Would you quote the material below in full and unchanged?

(Point annotation dataset records)
◇ ◇ ◇

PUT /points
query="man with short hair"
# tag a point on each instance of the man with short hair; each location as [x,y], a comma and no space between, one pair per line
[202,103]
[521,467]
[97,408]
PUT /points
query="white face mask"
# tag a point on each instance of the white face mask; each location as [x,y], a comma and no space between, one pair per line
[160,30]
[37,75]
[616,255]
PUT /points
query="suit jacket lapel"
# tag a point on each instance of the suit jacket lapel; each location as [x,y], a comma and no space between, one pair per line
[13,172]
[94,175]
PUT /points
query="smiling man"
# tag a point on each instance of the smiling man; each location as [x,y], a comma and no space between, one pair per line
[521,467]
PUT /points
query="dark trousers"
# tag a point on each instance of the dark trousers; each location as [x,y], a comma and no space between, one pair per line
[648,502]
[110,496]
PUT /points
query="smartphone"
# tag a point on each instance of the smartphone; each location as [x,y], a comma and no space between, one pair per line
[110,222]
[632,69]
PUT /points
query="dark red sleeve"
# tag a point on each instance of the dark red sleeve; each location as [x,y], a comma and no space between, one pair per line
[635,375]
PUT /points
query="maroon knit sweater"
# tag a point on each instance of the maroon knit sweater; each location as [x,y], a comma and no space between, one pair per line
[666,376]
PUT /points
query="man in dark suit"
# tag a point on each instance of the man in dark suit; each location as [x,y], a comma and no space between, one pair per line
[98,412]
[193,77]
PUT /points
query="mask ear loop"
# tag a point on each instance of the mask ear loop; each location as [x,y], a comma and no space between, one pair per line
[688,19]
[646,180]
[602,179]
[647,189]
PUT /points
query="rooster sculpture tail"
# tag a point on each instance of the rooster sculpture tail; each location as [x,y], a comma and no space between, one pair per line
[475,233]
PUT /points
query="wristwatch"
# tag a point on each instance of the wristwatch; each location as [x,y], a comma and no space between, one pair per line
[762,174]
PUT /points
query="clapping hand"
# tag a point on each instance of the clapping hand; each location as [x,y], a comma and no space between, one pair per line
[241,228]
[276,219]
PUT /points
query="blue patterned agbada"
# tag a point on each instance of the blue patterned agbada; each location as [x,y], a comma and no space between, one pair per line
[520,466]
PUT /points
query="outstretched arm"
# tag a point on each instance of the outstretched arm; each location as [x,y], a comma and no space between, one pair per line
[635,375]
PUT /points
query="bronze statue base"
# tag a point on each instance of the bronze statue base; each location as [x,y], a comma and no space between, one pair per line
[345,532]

◇ ◇ ◇

# [Full response]
PUT /points
query="man with short hair"
# tag a point on each instance of the man with short hair; each location as [x,y], a comma and no space between, one pair per line
[202,103]
[521,467]
[97,408]
PUT /points
query="white face mask"
# tag a point on each instance of the white face mask; each location as [x,y], a comma and no space between, one pair per line
[160,30]
[37,75]
[616,255]
PUT /points
query="suit jacket lapel"
# tag a point on each instance of the suit jacket lapel; each location as [x,y], a comma and no space between, one pair per line
[13,172]
[94,175]
PUT /points
query="smiling man"
# tag a point on each instance of the smiling man; each location as [x,y], a comma and no space between, one pair per line
[521,467]
PUT /points
query="dark trousers"
# tag a point on each instance of the dark trousers; each location as [x,y], a comma and no space between, one pair per line
[648,502]
[110,496]
PUT /points
query="smartphone"
# tag a point on each instance of the smartphone; each location as [x,y], a comma and no space between, one pair per line
[110,222]
[632,69]
PUT /points
query="dark red sleeve"
# tag a point on each instance of the dark red sleeve; each location as [x,y], a comma and no space between, one pair per line
[635,375]
PUT /points
query="maroon knit sweater"
# tag a point on each instance of the maroon knit sweater; each location as [x,y], a comma and no space between, one pair per line
[666,376]
PUT /points
query="man in dark suit"
# tag a point on each instance of the man in dark suit; each location as [x,y], a comma and no space between, one pair per line
[98,412]
[193,77]
PUT /points
query="mask ear loop"
# tag a point on each instance of the mask ear loop; each location as [x,y], a comma and no space between, one pair per line
[688,19]
[646,180]
[602,179]
[647,189]
PUT /points
query="rooster sculpture tail"
# tag a point on each instance of the rooster sculpture tail; each location as [x,y], a comma and no space between, one pair per line
[475,233]
PUT /points
query="wristwatch"
# tag a point on each instance of the wristwatch; each location as [x,y], a comma and no space between, one pair per line
[762,174]
PUT /points
query="clapping hand"
# tag a point on each instance of the clapping hand; each location as [x,y], a comma and no space between, one pair per line
[241,228]
[276,219]
PUT /points
query="blue patterned agbada"
# tag a point on each instance of the blue patterned agbada; each location as [x,y], a comma and no space between, one pair per line
[520,466]
PUT /points
query="outstretched arm"
# tag a point on each instance of the outstretched arm; each location as [x,y], a comma and no space between, one pair per line
[635,375]
PUT /points
query="bronze statue base"
# tag a point on each instance of the bronze statue base; each location as [x,y], a comma and no space between, one pair per line
[345,532]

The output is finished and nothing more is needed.